**TASK INSTRUCTIONS**
In the piece below about Cuba's "Model Prison," who built the prison?

From our Bureau of Socialist Social Justice Priorities
The people are starving, to hell with the people. Let them eat scraps left behind by tourists, that is, if they’re lucky enough to work as slaves in an apartheid resort or hotel.
Castro, Inc. continues to pursue its dream of turning Cuba into an apartheid human zoo where foreigners can gawk at repressed noble savages and also be served by them. Money is pouring into luxury hotel construction… money supplied by foreign investors –mostly Spanish — who partner up with Castro, Inc..
Then, in an ironic twist deeply soaked in hypocrisy, Castro, Inc. is also busy refurbishing the “Model Prison” in Isla de Pinos (now dubbed “Island of Youth”). This prison, built by dictator Gerardo Machado nearly a century ago, is one of the world’s most striking applications of philosopher Jeremy Bentham’s principle of the panopticon.
This 18th century principle proposes that if humans are constantly watched by superiors who can punish them for misbehaving, most humans will simply stop misbehaving in order to avoid being punished, even when no one is watching them. While Bentham’s principle was impossible to turn into practice in an entire country until the creation of 20th century totalitarian regimes, it spawned the creation of prisons in the 19th and early 20th century, in which all cells could be watched 24/7 by guards in a central tower.
Cuba’s “Model Prison” was built as a panopticon, with round buildings with a vast central courtyard and a guard tower in the middle of that courtyard. And this panopticon was itself the model for all the surveillance carried out by the Committees for the Defense of the Revolution that were established in every neighborhood throughout the entire island.

**GIVEN DATA**
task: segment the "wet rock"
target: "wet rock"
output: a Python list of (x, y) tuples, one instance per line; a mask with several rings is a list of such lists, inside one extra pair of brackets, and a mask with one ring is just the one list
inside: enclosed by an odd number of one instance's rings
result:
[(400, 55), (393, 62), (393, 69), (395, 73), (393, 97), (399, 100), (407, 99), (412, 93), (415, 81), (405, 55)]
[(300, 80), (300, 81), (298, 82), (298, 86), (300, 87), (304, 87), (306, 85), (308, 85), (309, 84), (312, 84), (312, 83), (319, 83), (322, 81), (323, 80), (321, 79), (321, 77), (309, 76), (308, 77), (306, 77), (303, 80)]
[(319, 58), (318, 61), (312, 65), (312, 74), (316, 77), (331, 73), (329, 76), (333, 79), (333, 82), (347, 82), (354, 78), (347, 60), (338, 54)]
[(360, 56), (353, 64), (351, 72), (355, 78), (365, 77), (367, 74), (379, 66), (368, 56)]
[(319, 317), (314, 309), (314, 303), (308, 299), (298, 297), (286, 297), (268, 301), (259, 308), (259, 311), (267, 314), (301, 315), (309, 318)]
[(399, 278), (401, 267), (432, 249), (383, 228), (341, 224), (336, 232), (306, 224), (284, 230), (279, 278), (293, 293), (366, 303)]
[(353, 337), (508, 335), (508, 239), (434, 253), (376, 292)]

**EXPECTED OUTPUT**
Dictator Gerardo Machado built it, nearly a century ago.